*** Text passage Section Begins ***
This shift requires organizations to reconceptualize many current healthcare offerings into as-a-service or cloud solutions. Innovative service management techniques help to accelerate adoption of cloud-native technologies, such as artificial intelligence (AI) and the internet of things (IoT). New tools and faster processes enable healthcare organizations to innovate so they can keep up with patient expectations and enable better patient experiences and outcomes.

Digital healthcare transformation by cloud

Cloud capabilities unlock data access from any system or device, anytime, anywhere. Yet healthcare has been slow to follow the otherwise ubiquitous adoption of the cloud.

The cloud can even make tackling important security issues less complex. For instance, working with a HIPAA-compliant cybersecure cloud vendor enables a deployment that supports secure data exchange with 24×7 availability and without data loss. While this can also be achieved using traditional methods, the cloud simplifies it.

Cloud vendors provide a rich, software-defined hosting fabric that streamlines tasks. One example of streamlining is automating workload deployment, which is auditable even before it is executed. Deployments are consistent. Updates to address vulnerabilities become easier. Innovative solutions can be made available faster.

Capabilities such as automated and audited deployments have remained elusive in healthcare. Elasticity for infrastructure investment is difficult to achieve. Access to essential data — when patients and clinicians require it — can become blocked. Data access is constrained because it is locked into systems in different organizational silos. These systems have been built using traditional, on-premises, “hardwired” methods. Change management and integration are hard to achieve with a fragmented infrastructure and lack of governance.

Let us take prescription services as an example: A patient with diabetes may have forgotten to request an insulin prescription refill from the doctor. Now that patient needs urgent access to insulin, outside of normal doctors’ hours. With siloed systems, the patient’s only option may be to visit an emergency center.

That is an avoidable patient impact and cost to the healthcare system. A better alternative would be a system allowing patients to grant pharmacists one-time access to their medical records. Patients’ control over their own records enables them to receive an emergency prescription. A “just-in-time” consent model improves the patient experience and reduces the complexity of service delivery.
*** Text passage Section Ends ***
*** Given entries Section Begins ***
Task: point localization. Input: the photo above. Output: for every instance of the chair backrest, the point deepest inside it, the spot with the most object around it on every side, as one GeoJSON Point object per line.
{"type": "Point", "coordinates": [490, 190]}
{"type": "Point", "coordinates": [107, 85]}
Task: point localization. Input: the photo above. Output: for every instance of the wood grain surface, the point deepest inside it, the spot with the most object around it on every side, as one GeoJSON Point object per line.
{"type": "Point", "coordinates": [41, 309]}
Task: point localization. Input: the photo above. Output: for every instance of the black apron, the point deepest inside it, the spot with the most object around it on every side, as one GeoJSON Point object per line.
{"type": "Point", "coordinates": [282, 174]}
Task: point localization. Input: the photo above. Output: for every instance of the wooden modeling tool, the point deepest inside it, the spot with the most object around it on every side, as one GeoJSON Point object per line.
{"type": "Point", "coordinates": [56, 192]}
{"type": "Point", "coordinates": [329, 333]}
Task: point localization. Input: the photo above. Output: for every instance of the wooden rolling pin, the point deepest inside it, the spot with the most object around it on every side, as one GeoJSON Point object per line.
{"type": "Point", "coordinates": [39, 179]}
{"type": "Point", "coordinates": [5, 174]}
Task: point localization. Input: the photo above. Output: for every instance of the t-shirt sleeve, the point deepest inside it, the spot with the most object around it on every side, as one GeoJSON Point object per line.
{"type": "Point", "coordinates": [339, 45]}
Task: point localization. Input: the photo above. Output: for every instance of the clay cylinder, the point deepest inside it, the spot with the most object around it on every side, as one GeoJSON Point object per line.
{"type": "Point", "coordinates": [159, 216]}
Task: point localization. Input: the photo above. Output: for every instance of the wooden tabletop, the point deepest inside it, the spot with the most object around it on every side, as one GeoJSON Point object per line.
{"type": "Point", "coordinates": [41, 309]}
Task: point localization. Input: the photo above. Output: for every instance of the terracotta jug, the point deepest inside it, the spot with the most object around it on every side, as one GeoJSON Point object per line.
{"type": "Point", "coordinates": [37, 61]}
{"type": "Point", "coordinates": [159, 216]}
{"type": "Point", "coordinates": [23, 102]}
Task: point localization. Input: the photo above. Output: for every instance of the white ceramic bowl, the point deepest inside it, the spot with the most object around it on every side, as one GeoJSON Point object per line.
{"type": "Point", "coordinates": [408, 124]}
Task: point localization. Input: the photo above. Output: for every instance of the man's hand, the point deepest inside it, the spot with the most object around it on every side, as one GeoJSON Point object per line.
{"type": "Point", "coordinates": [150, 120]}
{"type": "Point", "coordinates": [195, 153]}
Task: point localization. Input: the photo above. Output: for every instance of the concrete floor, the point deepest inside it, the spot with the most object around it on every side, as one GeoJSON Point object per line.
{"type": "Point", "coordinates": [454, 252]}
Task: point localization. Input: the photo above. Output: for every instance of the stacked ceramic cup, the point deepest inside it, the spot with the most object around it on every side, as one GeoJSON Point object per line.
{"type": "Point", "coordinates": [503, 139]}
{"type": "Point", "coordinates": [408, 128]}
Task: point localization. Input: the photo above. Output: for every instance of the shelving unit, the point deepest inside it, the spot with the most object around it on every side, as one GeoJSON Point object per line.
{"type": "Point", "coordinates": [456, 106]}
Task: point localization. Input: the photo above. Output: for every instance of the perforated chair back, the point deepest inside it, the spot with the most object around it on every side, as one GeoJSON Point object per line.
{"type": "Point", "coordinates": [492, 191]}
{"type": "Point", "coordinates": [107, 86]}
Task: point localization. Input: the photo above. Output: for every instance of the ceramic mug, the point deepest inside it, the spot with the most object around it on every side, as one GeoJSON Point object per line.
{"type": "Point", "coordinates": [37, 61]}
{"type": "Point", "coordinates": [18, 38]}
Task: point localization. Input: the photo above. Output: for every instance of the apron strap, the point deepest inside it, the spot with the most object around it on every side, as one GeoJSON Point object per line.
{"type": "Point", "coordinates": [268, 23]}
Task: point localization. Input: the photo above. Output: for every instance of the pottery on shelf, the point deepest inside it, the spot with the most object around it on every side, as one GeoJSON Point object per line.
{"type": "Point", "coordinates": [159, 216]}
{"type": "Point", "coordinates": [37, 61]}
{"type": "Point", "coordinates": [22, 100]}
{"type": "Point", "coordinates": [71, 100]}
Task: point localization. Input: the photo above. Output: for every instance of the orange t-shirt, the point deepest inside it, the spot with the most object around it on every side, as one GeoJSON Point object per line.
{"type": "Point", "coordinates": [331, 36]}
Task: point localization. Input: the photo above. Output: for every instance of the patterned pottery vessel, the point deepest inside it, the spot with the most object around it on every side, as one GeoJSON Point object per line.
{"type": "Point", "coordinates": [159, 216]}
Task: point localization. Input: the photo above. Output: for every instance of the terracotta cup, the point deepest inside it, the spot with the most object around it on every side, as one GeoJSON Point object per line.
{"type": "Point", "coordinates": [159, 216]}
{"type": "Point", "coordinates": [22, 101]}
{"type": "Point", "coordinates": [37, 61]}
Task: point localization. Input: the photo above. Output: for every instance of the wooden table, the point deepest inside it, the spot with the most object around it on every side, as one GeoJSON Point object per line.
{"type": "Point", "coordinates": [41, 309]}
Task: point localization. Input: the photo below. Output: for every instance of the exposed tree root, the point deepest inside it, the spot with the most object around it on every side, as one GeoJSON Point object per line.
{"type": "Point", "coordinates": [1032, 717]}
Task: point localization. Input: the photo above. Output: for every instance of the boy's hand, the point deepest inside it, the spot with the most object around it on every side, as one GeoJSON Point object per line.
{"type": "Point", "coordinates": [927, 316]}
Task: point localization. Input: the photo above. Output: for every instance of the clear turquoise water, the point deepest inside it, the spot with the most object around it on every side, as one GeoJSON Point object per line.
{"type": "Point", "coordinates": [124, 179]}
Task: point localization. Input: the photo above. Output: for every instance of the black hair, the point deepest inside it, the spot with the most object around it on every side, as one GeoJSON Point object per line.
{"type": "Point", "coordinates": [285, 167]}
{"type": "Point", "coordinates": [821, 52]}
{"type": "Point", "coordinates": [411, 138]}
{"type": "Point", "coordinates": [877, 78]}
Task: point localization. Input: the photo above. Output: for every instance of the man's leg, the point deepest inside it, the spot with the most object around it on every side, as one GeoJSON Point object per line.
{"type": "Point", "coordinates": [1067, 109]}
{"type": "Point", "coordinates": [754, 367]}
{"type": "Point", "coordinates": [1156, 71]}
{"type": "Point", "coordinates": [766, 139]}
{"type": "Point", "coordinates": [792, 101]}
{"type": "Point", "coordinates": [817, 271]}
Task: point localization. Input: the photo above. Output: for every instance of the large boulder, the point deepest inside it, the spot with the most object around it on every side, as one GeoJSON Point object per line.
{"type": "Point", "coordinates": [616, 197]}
*** Given entries Section Ends ***
**Problems to solve**
(A) Answer these from the cloud healthcare text:
(i) Which two cloud-native technologies are given as examples?
(ii) What kind of cloud vendor is named as one that enables secure data exchange with 24×7 availability?
(iii) In the prescription example, what does the patient with diabetes urgently need?
(B) Please output the part of the cloud healthcare text between "Cloud capabilities unlock" and "cloud simplifies it.", inclusive.

**Solutions to the tasks**
(A)
(i) Artificial intelligence (AI) and the internet of things (IoT).
(ii) A HIPAA-compliant cybersecure cloud vendor.
(iii) Insulin.

(B)
Cloud capabilities unlock data access from any system or device, anytime, anywhere. Yet healthcare has been slow to follow the otherwise ubiquitous adoption of the cloud.

The cloud can even make tackling important security issues less complex. For instance, working with a HIPAA-compliant cybersecure cloud vendor enables a deployment that supports secure data exchange with 24×7 availability and without data loss. While this can also be achieved using traditional methods, the cloud simplifies it.